Texte proposé ▸

====

La captation sensible, quasiment sensuelle, du réel, se dévoile ainsi dès le premier regard. Dans le même mouvement, l’art de Yamada s’avoue comme hétérogène. Il s’apparente à une culture du fragment, de l’objet abandonné, remis en question, réinvestit par l’artiste. L’œuvre devient le lieu complexe de la translation, de l’échange entre les choses et les personnalités, l’artiste se transformant en intercesseur, tel le garant d’une nouvelle approche cohérente du monde. Ici, se discerne un aspect “Grand horloger”, un désir d’ordonnancement de l’univers à partir de ses éléments, de ses parcelles, de ses éclats. Yamada n’a-t-il pas réalisé dans la moitié des années quatre-vingt, une série de “peintures sans peinture”, à partir de milliers de bribes d’affiches déchirées ? Le matériau prenant ainsi le pas sur la citation et la référence, le collage assumant son rôle de principe actif en renouvelant la technique de la mosaïque. Une pratique composite de la (re)composition du réel où la présence de l’homme s’affirme dans le temps et l’espace, dans sa profondeur intérieure, sa lisibilité relative, son rapport au visible et à l’invisible.
Sans doute est-il utile de rappeler que Yamada a quitté son Japon natal en 1973 pour étudier à Paris dans l’atelier de César. Un exil pour découvrir et approfondir une culture différente mais avant tout pour se réapproprier sa propre existence au travers d’autres références, d’autres signes, d’autres codes. Beaucoup plus qu’une simple formation, un voyage initiatique dont on retrouve les transpositions dans les traces, empreintes, souvenirs, réminiscences qui jalonnent son œuvre.

====

Enregistrements fournis ▸
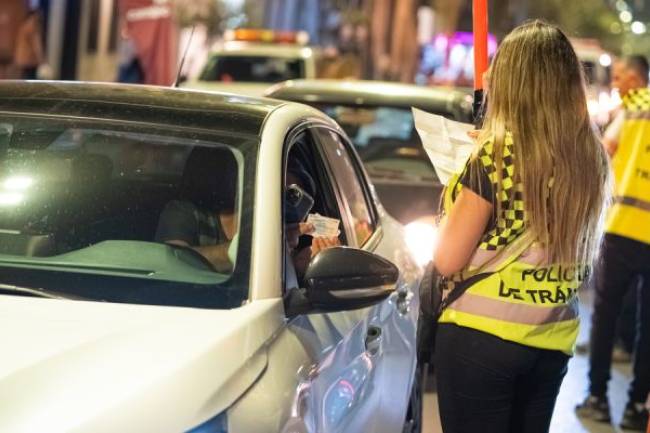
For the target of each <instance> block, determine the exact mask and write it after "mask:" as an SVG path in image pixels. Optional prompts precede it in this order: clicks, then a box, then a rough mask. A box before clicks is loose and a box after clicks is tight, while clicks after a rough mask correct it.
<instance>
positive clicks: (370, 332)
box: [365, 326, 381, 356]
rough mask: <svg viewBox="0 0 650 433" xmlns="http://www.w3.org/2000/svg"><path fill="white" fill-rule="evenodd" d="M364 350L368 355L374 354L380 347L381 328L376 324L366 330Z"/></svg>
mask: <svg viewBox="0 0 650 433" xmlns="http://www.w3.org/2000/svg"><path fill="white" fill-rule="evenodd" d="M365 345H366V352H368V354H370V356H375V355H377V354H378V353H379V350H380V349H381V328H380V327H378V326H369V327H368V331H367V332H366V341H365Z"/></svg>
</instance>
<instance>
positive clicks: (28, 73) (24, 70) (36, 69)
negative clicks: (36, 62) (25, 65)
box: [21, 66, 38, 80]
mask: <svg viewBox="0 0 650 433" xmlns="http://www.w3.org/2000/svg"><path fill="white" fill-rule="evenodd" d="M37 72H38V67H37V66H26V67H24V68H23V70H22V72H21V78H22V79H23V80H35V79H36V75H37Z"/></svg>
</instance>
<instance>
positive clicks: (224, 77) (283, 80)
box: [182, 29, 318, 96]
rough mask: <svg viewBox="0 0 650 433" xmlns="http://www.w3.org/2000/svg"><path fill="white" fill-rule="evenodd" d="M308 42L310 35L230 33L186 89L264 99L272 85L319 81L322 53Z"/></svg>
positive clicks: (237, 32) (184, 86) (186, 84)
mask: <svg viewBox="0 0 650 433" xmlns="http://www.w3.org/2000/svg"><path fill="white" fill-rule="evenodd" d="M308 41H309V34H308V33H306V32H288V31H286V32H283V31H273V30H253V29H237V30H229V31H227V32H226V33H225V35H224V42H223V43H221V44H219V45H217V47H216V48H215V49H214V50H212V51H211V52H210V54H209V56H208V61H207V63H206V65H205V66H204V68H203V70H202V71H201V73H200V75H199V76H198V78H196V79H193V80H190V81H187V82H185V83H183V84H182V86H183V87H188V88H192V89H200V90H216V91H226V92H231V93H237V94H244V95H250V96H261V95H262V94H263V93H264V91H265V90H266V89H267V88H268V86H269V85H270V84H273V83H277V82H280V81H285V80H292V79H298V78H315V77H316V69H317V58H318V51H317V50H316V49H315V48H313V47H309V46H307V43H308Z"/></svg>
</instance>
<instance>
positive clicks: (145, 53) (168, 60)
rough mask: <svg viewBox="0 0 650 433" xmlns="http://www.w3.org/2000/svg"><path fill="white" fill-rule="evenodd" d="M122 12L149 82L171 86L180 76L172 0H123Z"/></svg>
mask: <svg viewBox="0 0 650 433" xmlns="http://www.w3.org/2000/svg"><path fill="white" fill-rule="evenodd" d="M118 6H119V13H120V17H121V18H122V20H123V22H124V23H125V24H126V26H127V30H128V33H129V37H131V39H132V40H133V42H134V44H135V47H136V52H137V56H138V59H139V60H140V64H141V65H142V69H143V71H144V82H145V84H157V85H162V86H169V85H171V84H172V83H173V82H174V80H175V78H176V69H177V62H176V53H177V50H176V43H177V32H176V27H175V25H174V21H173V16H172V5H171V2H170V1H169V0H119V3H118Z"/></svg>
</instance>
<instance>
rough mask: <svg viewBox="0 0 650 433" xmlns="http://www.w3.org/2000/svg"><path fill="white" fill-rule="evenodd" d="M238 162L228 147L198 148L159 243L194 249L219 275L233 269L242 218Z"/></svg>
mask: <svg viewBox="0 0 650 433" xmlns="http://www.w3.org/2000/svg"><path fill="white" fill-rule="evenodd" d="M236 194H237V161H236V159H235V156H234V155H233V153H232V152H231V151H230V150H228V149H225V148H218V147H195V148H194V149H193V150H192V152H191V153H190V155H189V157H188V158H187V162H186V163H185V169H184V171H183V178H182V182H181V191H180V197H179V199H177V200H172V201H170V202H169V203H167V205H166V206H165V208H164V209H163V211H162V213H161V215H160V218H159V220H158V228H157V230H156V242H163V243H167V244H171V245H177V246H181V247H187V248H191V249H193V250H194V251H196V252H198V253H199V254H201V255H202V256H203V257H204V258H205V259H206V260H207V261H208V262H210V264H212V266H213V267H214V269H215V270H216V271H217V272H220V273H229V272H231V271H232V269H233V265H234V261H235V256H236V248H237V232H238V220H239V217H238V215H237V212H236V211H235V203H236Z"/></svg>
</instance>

====

Problèmes à résoudre ▸
1) Quels éléments le texte sur Yamada cite-t-il comme jalonnant son œuvre ?
2) Reprenez le texte sur Yamada là où il s'arrête, après sa dernière phrase.
Ces enregistrements n'ont aucun lien avec le texte sur Yamada.

Réponses aux consignes ▸
1) Les traces, les empreintes, les souvenirs et les réminiscences.

2)
La conversion et la transmutation impliquent un alchimiste. Les métamorphoses relèvent des Dieux ou des fabulistes. Yamada est tout cela mais plus encore un passeur occupant une place singulière à la confluence de deux mondes, deux esthétiques. Un point cardinal unique dont il a lui-même établi les coordonnées. Un point de vue qui lui permet de jouer avec la volupté des maîtres, de la tresse, de la torsade, de la ligature. Le lien comme pratique, comme sujet, comme expérience, structure ce travail en suspension, en attente, à l’image d’un plongeur saisit entre le ciel et l’eau. Au fil du temps, le plongeur de Paestum s’élance dans la Vague de Hokusaï…
Sous l’empire du lien, Yamada capte plus que jamais les métamorphoses de la forme, du sens et la trace de l’éphémère.